• Exercise directions:
Say how many lines of the entries below include "cliff", giving nothing but that number.

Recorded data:
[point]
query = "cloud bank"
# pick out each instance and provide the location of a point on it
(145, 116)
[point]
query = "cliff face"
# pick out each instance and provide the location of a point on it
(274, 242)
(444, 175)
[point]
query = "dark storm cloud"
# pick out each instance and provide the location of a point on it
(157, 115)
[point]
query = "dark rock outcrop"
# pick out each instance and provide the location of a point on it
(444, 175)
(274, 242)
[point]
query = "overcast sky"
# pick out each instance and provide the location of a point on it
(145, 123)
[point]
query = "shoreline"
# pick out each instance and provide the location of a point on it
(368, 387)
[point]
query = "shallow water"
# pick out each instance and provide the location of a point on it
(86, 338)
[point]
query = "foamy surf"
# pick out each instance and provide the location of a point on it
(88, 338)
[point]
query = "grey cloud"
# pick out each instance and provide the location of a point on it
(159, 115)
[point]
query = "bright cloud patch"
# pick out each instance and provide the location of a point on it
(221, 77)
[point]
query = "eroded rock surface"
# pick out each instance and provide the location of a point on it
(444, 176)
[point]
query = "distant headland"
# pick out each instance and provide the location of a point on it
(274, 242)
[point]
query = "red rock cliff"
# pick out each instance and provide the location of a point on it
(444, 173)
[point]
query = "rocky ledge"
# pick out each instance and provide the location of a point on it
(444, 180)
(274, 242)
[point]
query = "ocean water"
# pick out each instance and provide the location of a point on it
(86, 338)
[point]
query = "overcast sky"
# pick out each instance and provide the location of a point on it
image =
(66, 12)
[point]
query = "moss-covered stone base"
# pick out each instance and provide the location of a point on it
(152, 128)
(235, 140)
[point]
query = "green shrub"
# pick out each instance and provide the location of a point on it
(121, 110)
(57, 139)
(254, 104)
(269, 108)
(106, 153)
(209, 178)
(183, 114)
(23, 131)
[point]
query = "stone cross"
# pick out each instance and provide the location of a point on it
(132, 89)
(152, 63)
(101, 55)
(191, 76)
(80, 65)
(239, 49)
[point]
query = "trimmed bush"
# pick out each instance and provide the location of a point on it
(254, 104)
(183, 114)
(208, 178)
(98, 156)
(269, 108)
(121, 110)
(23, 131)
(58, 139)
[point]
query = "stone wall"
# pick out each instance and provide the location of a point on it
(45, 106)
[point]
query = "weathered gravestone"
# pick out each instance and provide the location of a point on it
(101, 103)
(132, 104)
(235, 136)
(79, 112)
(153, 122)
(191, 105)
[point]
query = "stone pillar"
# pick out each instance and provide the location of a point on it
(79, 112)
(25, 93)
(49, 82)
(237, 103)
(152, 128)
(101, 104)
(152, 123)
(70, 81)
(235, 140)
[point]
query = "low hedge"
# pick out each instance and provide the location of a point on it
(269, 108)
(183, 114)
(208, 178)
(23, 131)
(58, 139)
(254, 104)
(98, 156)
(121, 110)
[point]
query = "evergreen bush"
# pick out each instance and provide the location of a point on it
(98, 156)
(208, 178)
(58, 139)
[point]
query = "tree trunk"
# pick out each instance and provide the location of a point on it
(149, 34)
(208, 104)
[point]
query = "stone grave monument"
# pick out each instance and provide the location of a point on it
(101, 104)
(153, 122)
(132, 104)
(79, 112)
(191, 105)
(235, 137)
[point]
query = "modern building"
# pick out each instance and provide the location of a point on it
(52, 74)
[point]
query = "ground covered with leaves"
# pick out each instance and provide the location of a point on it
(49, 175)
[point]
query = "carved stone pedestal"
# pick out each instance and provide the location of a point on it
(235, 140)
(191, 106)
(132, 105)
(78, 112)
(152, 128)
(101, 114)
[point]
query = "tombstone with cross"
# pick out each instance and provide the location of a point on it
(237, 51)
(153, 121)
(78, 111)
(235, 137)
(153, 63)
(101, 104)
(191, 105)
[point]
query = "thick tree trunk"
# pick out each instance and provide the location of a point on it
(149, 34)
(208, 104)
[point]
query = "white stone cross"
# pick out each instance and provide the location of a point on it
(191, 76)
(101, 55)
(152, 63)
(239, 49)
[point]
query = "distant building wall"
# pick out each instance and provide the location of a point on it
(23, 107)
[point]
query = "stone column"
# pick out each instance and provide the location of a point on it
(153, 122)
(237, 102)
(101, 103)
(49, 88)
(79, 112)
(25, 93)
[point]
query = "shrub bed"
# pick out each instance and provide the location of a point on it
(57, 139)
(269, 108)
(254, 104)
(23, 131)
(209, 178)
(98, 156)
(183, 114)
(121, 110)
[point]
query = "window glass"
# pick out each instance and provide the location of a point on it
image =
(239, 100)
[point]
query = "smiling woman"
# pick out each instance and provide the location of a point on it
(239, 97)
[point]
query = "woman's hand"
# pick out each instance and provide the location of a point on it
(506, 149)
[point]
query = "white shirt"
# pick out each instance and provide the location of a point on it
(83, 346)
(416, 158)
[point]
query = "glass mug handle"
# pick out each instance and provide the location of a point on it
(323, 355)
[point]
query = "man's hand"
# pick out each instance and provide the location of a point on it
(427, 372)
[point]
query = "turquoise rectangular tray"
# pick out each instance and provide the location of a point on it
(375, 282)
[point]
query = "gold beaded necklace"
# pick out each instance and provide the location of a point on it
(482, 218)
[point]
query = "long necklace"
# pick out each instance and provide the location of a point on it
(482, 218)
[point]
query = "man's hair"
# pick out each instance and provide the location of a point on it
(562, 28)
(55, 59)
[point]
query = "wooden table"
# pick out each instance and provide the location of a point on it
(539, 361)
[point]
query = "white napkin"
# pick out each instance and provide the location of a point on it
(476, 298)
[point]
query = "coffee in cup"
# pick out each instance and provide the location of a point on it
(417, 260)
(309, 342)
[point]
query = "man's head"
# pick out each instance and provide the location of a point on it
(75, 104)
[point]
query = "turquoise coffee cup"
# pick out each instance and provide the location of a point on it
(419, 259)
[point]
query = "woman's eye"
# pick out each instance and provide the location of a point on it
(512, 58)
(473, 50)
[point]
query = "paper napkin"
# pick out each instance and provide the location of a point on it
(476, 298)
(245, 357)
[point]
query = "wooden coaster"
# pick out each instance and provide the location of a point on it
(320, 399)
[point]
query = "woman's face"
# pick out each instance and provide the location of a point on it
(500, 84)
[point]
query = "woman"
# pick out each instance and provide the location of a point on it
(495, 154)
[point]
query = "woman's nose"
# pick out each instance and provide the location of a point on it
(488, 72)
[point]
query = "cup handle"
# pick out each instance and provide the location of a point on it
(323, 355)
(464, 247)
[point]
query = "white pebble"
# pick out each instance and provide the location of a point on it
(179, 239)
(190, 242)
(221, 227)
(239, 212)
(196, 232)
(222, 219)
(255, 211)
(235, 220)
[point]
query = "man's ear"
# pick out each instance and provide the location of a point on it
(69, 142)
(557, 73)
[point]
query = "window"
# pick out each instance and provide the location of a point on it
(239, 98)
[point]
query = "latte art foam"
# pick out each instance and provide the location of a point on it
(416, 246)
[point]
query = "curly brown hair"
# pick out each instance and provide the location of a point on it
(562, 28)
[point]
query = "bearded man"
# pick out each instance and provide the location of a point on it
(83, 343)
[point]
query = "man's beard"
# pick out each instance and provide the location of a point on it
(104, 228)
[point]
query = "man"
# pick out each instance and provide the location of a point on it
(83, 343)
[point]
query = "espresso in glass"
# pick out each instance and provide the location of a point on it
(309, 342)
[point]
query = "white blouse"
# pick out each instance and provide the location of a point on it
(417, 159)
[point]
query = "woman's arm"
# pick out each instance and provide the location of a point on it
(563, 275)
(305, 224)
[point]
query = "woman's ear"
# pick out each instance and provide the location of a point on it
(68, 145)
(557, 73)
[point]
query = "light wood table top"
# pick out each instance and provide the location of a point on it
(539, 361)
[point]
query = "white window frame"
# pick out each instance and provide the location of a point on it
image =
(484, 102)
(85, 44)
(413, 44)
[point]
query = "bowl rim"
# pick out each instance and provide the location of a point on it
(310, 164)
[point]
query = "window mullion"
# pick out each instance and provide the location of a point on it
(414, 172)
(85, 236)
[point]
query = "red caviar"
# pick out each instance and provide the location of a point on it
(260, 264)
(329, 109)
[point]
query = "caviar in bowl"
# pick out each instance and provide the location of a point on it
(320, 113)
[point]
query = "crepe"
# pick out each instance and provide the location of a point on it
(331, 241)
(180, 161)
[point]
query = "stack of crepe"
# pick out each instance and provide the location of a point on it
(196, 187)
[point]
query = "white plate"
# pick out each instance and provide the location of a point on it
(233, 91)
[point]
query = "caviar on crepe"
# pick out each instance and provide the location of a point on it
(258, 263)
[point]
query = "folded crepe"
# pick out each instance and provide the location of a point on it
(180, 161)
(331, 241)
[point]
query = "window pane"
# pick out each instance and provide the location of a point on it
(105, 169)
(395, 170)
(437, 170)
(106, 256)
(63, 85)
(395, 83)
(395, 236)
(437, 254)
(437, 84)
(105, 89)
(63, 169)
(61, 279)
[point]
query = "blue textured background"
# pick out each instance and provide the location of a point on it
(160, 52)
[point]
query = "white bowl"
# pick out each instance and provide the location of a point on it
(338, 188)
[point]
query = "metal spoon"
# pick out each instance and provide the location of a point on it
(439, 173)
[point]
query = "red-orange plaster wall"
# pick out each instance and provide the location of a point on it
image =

• Result of the task:
2